#### Given exercise 1
In the text about the album ranked #7, which song does the writer place near the top of their favorite Elliott songs?
#### Given exercise 2
Convert the records into a JSON list of strings, one string per line with blank lines left out, from the line that contains "Task: pick out every instance of the large" through the end of the records, both ends included.

#### Text
[START]

All right, let’s get into it:
#7. From a Basement on the Hill
There’s great stuff here. But it’s also (bear with me) a huge mess. It’s sprawling in a way that doesn’t feel intentional, and yet there’s enough clear intention on display that it doesn’t seem like it should be so sprawling.
For example, I would put King’s Crossing near the top of the list of my favorite Elliott songs (if I were the type to make such lists), but in truth I’m not crazy about the actual recording. The multiple drum kits and background muttering and sound effects feel like overindulgence. I mean, overindulgence was the situation here, right? Given more time and a final mix that was made in conversation with the artist instead of Rob Schnapf doing his best with the multis, this could have been pulled into something much tighter and punchier. Maybe Elliott’s best work even.

[END]

[Object point labels]
[START]

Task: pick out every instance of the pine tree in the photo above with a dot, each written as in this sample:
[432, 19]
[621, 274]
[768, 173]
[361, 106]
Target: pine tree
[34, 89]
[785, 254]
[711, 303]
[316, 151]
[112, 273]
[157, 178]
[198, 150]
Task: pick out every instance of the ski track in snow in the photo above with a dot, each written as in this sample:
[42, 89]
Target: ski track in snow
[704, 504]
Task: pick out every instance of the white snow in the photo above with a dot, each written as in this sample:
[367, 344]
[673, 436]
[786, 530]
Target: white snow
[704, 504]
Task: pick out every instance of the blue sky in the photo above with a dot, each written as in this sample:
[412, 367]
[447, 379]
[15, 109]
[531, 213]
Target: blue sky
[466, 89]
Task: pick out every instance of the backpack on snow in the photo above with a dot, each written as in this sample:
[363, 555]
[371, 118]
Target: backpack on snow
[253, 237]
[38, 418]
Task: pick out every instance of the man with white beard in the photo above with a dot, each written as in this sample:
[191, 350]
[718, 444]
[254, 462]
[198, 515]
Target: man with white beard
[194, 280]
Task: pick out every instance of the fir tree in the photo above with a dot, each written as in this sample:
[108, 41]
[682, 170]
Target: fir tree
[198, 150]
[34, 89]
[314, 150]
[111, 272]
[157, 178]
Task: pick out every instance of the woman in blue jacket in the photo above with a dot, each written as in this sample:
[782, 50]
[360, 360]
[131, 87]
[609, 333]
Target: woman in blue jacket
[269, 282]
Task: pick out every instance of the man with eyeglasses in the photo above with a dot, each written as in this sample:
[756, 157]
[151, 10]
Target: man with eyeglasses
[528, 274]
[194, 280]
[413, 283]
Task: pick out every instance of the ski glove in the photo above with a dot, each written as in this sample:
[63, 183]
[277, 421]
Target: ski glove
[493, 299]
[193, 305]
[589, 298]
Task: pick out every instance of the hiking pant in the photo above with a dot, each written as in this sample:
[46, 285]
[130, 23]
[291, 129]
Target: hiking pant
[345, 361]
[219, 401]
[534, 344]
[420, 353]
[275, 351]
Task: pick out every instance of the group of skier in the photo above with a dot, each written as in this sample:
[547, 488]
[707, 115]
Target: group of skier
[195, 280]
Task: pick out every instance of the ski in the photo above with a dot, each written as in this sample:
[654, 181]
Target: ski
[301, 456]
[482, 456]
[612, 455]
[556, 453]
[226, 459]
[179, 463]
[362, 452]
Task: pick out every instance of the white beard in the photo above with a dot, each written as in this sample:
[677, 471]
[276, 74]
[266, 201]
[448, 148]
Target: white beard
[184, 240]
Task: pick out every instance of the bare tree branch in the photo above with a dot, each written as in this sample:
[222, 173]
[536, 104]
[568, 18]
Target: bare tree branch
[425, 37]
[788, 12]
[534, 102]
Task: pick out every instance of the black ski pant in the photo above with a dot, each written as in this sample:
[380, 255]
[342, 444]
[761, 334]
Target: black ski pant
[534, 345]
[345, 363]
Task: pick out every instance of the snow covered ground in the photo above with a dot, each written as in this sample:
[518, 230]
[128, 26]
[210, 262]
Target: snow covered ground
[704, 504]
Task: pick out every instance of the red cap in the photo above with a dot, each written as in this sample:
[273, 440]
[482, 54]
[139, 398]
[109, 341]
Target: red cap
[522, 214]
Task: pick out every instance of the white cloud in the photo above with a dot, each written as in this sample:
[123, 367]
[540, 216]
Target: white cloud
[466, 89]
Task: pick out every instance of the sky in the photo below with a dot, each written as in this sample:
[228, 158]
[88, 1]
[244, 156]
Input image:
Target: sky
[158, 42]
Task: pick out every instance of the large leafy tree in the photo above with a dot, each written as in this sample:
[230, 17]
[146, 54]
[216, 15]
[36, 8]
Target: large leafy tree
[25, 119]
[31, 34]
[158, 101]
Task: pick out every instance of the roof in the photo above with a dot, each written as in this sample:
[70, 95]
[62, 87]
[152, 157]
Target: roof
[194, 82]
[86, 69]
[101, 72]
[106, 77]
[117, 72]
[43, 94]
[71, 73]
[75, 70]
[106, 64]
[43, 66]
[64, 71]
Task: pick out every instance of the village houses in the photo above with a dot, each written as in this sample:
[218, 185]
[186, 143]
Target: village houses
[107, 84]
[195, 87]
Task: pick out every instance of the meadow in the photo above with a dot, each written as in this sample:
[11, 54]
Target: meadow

[END]

#### Full output 1
King's Crossing

#### Full output 2
[
  "Task: pick out every instance of the large leafy tree in the photo above with a dot, each written as in this sample:",
  "[230, 17]",
  "[146, 54]",
  "[216, 15]",
  "[36, 8]",
  "Target: large leafy tree",
  "[25, 119]",
  "[31, 34]",
  "[158, 101]",
  "Task: pick out every instance of the roof in the photo above with a dot, each written as in this sample:",
  "[70, 95]",
  "[62, 87]",
  "[152, 157]",
  "Target: roof",
  "[194, 82]",
  "[86, 69]",
  "[101, 72]",
  "[106, 77]",
  "[117, 72]",
  "[43, 94]",
  "[71, 73]",
  "[75, 70]",
  "[106, 64]",
  "[43, 66]",
  "[64, 71]",
  "Task: pick out every instance of the village houses in the photo above with a dot, each written as in this sample:",
  "[218, 185]",
  "[186, 143]",
  "Target: village houses",
  "[107, 84]",
  "[195, 87]",
  "Task: pick out every instance of the meadow in the photo above with a dot, each written as in this sample:",
  "[11, 54]",
  "Target: meadow"
]